**Teks Bacaan:**
────

Oleh : Nurdin (Dosen IAIN Palopo)
Jumat dua pekan lalu, saya mendapat undangan yudisium dan ramah tamah anak saya yang ketiga, Chaerunnisa, di Universitas Bosowa Makassar pada Fakultas Ilmu Sosial dan Ilmu Politik dengan mengambil Prodi Hubungan Internasional (HI).
Karena sudah menjadi kebiasaan, saya tidak hadir tepat waktu melainkan hadir paling awal di aula mini fakultas tersebut. Selain sudah menjadi kebiasaan, juga karena terinspirasi dengan kalimat bahwa "Kalau Anda mau sukses, hadir tepat waktu saja tidak cukup tetapi Anda harus hadir jauh sebelum waktunya".
Pada saat berada dalam aula mini fakultas, saya mengambil tempat duduk pada bagian tengah sebab biasanya kursi bagian depan diisi oleh orang-orang penting. Sambil berbincang-bincang dengan anak saya, tiba-tiba seorang laki-laki dari arah belakang berbisik di telinga saya "Maaf, boleh bapak yang membawakan pesan dan kesan mewakili orang tua mahasiswa ?"
Saya yang terkejut menerima tawaran dadakan itu spontan menjawab "Maaf, kalau masih ada yang lain biar yang lain saja, tetapi kalau tidak ada, biar saya Pak" dengan logat Palopo yang kental. Laki-laki itu pun berlalu sambil tersenyum, berkata "Baik Pak".
Ada dua kemungkinan laki-laki itu menghampiri saya yang belakangan saya ketahui dia adalah Kepala Tata Usaha (KTU) pada fakultas tersebut: pertama; dia (mungkin) melihat tampilan saya dengan stelan rapi layaknya orang yang mau ke pesta perkawinan, kedua; saya orang tua mahasiswa paling awal datang dan masuk keruangan itu.

────

**Soal untuk Dikerjakan:**
a: Jawablah pertanyaan berikut berdasarkan teks tentang yudisium:
(i) Di universitas mana anak ketiga penulis mengikuti yudisium?
(ii) Di bagian mana penulis memilih tempat duduk di aula mini fakultas?
(iii) Apa jabatan laki-laki yang berbisik kepada penulis di fakultas tersebut?
b: Salin persis bagian teks tentang yudisium, mulai dari kata-kata yang memuat "Ada dua kemungkinan" dan berhenti setelah "masuk keruangan itu.".

**Entri yang Diberikan:**
────

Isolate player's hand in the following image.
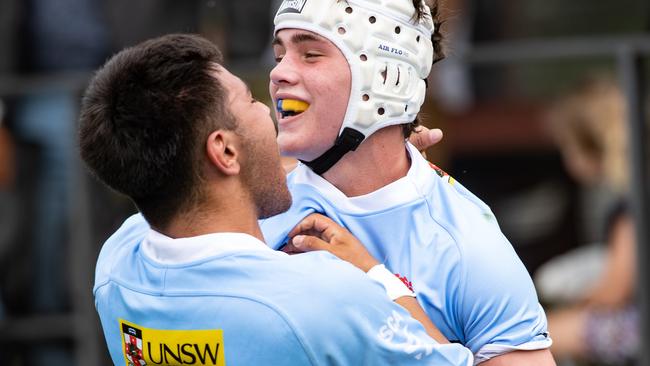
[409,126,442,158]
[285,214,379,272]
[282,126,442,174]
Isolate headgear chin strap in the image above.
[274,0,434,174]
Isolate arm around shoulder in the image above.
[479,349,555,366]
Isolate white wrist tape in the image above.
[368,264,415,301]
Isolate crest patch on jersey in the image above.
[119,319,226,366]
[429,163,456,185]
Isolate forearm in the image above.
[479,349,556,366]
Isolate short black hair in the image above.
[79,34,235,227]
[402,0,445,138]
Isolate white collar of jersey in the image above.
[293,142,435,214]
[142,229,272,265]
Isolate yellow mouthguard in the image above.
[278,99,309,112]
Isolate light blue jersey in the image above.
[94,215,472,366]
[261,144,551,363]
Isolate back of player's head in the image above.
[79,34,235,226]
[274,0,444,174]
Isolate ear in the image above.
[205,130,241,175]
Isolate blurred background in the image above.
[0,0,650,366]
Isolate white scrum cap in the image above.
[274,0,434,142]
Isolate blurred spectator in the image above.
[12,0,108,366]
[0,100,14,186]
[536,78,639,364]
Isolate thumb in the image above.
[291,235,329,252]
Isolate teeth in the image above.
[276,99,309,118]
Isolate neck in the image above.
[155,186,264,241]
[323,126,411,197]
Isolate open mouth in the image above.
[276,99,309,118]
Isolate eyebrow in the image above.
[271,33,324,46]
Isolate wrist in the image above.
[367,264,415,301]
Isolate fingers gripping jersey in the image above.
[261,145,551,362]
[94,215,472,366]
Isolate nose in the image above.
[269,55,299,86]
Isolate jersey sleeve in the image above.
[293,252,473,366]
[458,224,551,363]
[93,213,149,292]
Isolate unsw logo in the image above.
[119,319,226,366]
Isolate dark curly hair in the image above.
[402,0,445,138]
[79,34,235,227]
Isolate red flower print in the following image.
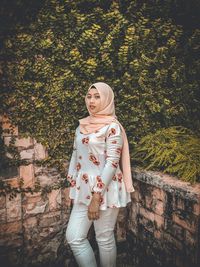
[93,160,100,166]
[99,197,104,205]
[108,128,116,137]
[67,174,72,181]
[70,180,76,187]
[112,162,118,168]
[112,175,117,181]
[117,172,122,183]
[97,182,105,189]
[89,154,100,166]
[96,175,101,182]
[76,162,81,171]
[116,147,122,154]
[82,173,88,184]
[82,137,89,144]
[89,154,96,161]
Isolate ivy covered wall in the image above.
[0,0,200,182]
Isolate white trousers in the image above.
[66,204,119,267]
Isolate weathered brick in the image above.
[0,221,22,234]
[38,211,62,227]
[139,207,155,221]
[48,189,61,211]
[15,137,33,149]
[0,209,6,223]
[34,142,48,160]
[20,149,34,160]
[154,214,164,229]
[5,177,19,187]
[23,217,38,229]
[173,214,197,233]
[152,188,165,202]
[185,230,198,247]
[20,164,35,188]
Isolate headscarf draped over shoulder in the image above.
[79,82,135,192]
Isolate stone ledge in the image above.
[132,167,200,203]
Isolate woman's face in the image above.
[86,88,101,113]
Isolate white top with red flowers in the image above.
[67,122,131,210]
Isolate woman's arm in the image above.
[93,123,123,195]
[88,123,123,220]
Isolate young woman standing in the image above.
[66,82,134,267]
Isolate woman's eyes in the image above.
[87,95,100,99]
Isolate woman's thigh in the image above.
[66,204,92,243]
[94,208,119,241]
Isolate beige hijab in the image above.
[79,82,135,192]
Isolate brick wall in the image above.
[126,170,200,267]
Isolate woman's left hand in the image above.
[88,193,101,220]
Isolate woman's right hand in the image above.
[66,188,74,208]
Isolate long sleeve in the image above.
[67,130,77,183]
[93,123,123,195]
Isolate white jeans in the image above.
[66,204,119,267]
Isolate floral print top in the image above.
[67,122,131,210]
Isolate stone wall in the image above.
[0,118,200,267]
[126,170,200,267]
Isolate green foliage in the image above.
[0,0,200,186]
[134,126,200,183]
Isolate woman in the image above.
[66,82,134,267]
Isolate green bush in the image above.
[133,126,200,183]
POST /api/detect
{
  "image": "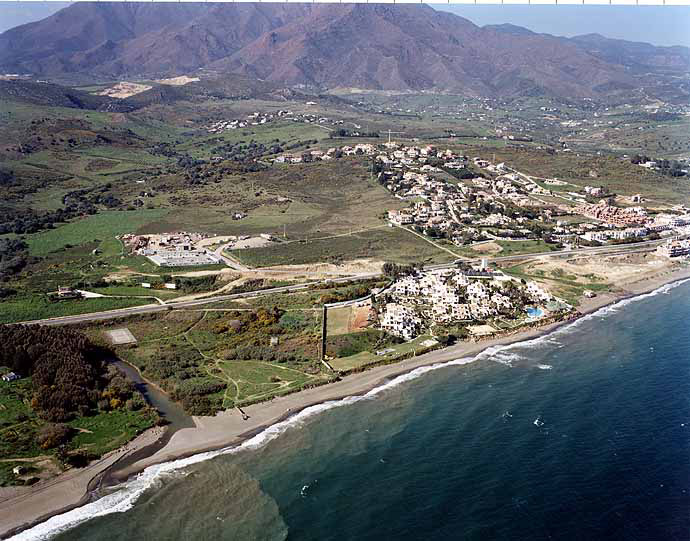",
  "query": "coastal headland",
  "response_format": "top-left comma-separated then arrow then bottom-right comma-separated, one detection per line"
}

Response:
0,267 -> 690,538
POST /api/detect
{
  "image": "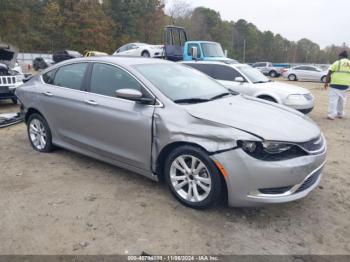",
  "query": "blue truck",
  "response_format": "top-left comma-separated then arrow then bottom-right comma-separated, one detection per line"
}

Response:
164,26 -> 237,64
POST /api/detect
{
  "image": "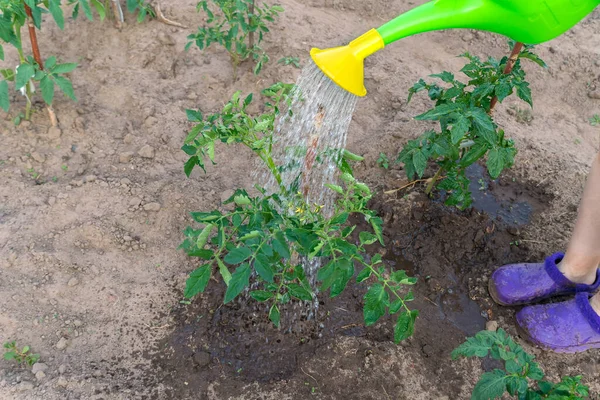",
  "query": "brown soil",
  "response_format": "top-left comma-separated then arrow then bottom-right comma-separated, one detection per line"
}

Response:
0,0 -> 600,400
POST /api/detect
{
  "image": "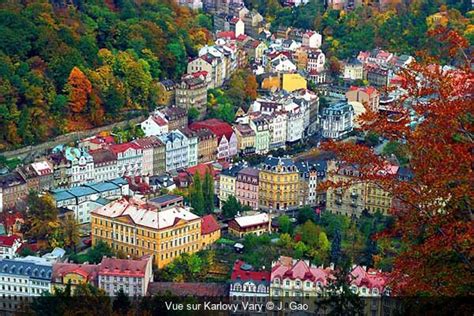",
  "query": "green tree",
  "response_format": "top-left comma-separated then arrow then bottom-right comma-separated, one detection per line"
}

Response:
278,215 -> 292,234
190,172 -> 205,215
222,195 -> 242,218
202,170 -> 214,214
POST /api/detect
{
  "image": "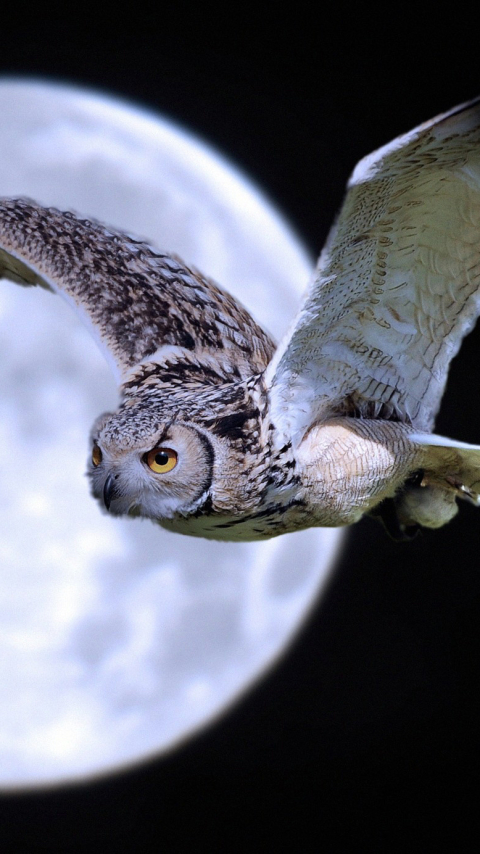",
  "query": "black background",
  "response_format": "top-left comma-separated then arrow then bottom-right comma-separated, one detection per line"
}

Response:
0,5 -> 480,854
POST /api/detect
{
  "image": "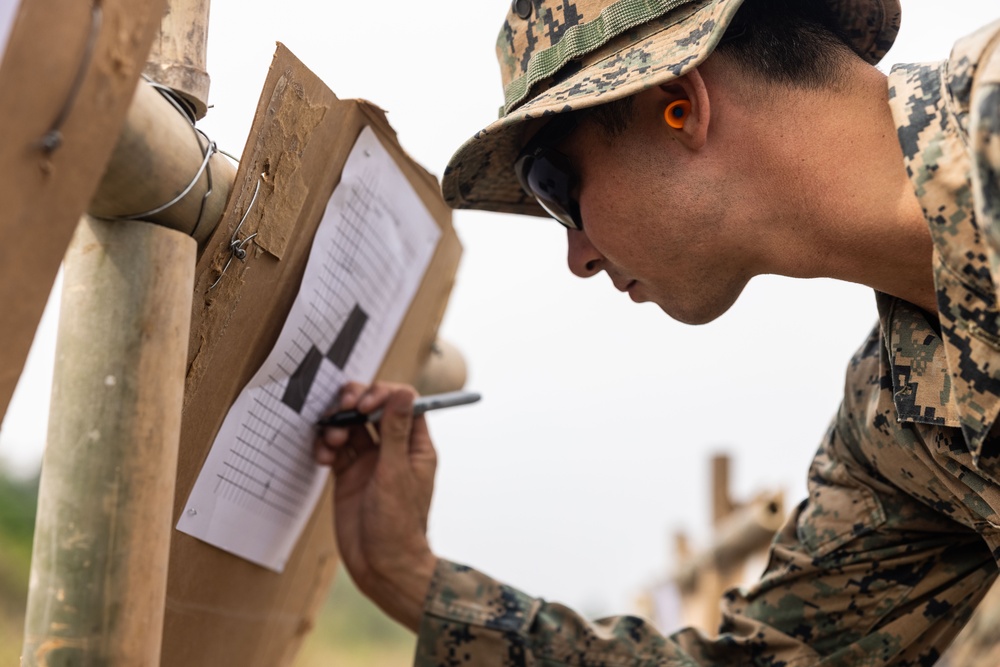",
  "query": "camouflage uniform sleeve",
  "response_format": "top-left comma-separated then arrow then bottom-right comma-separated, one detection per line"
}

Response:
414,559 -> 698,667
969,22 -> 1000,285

────

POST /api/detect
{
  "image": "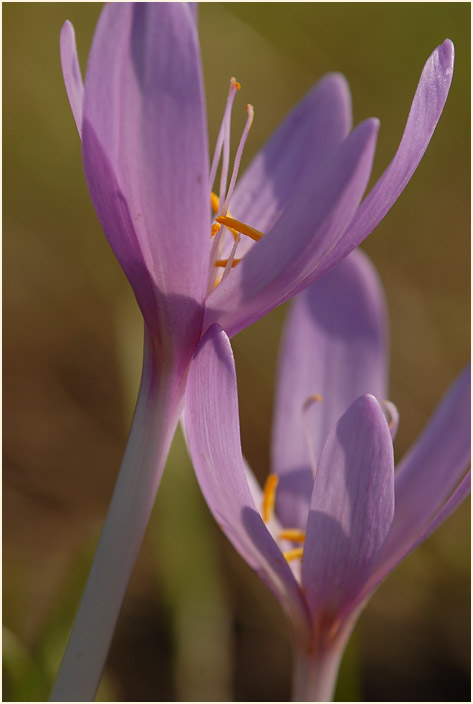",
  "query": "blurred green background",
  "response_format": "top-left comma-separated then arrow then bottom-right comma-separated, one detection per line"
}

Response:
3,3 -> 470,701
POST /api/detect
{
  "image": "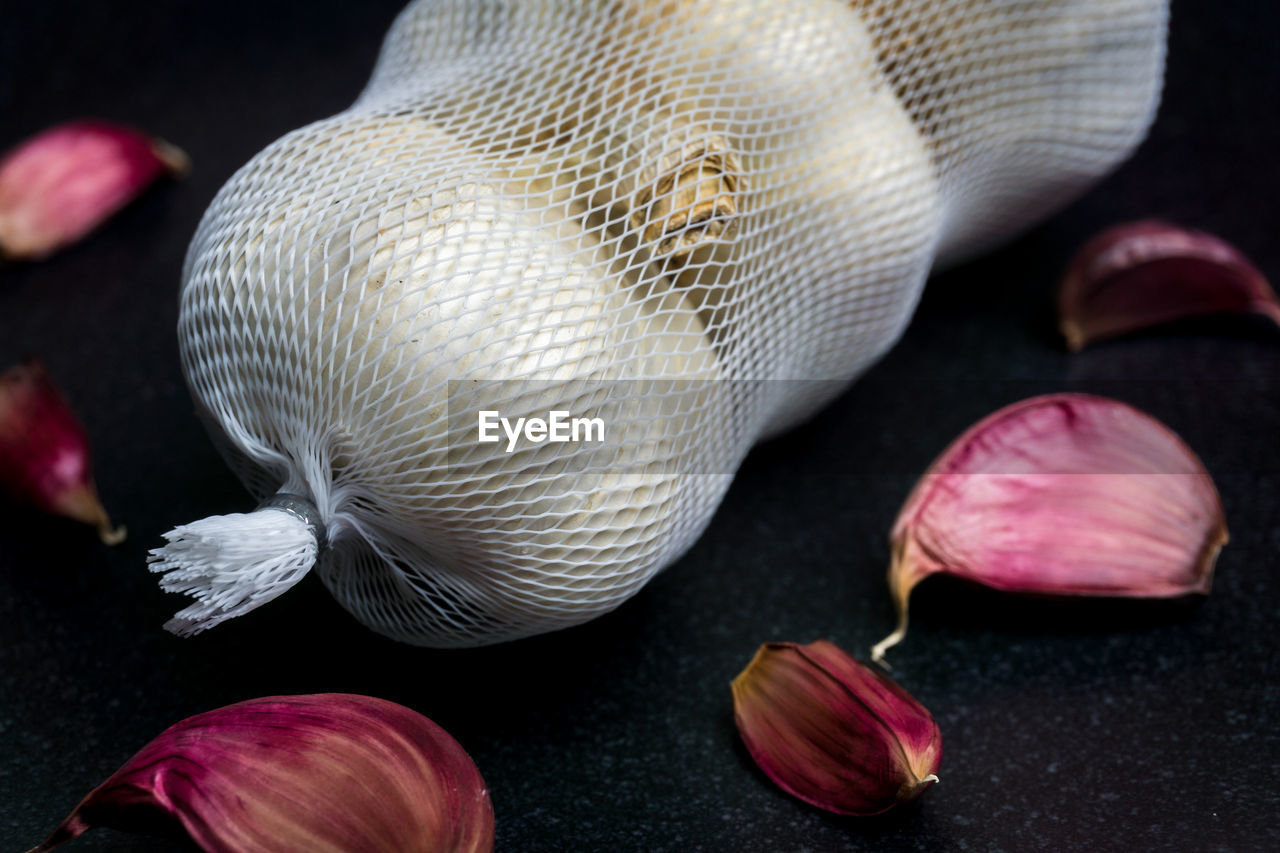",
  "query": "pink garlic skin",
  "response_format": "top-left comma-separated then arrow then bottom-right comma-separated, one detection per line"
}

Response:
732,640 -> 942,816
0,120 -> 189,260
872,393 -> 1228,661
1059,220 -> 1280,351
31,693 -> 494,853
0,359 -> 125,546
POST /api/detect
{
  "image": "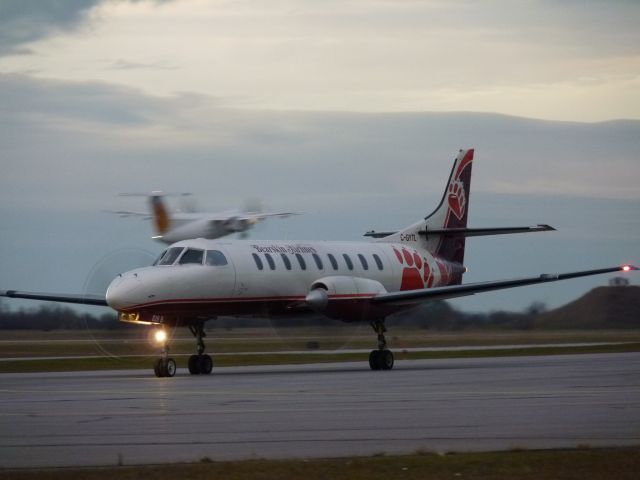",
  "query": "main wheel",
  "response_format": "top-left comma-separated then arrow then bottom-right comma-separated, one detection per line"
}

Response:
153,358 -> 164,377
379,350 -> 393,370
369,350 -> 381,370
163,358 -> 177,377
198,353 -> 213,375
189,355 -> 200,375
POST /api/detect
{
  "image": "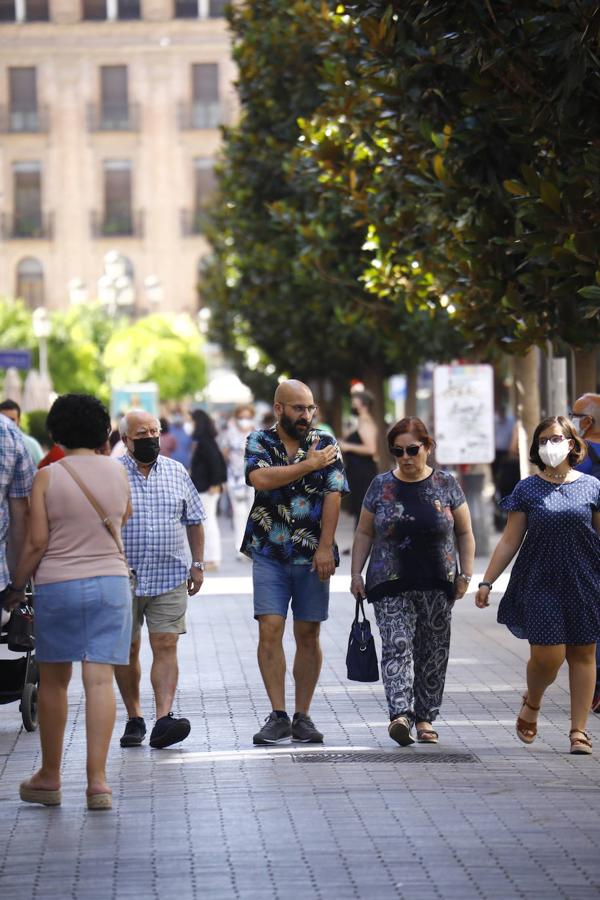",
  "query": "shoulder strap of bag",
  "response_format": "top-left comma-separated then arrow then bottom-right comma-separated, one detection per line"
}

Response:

────

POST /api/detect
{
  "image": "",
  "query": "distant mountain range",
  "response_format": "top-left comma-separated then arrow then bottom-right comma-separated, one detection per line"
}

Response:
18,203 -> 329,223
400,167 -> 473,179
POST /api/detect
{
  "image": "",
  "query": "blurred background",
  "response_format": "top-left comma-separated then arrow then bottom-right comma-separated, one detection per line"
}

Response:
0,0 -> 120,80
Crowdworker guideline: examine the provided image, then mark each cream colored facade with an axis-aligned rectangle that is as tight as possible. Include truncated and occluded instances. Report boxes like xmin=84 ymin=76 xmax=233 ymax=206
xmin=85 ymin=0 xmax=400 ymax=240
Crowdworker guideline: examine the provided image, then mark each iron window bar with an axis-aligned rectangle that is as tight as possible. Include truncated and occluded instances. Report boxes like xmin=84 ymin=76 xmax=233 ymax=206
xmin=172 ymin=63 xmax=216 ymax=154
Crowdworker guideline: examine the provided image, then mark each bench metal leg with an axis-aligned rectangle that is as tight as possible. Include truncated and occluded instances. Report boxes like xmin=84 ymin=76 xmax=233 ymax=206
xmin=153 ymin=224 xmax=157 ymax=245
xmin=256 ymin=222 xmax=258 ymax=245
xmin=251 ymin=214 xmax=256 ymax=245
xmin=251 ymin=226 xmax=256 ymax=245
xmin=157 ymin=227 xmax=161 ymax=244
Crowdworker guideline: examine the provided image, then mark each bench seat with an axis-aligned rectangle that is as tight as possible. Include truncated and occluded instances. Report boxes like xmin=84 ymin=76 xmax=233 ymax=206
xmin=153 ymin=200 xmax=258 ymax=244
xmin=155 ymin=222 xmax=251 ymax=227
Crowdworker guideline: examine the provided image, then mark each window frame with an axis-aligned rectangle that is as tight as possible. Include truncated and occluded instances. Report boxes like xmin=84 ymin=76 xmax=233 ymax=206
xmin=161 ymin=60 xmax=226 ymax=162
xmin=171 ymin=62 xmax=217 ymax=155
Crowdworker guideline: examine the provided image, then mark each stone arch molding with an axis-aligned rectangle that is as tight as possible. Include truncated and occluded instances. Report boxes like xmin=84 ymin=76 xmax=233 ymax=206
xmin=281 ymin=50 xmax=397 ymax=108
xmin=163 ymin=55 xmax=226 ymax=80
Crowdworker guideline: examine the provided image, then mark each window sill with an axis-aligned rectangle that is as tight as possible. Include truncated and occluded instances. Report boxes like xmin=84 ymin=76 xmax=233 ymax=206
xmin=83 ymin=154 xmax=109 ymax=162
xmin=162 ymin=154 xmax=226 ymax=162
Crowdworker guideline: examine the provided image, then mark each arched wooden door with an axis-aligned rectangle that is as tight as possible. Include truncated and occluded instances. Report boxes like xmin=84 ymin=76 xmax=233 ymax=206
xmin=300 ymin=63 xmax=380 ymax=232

────

**Jawaban Berurutan:**
a:
(i) Universitas Bosowa Makassar.
(ii) Di bagian tengah.
(iii) Kepala Tata Usaha (KTU).

b:
Ada dua kemungkinan laki-laki itu menghampiri saya yang belakangan saya ketahui dia adalah Kepala Tata Usaha (KTU) pada fakultas tersebut: pertama; dia (mungkin) melihat tampilan saya dengan stelan rapi layaknya orang yang mau ke pesta perkawinan, kedua; saya orang tua mahasiswa paling awal datang dan masuk keruangan itu.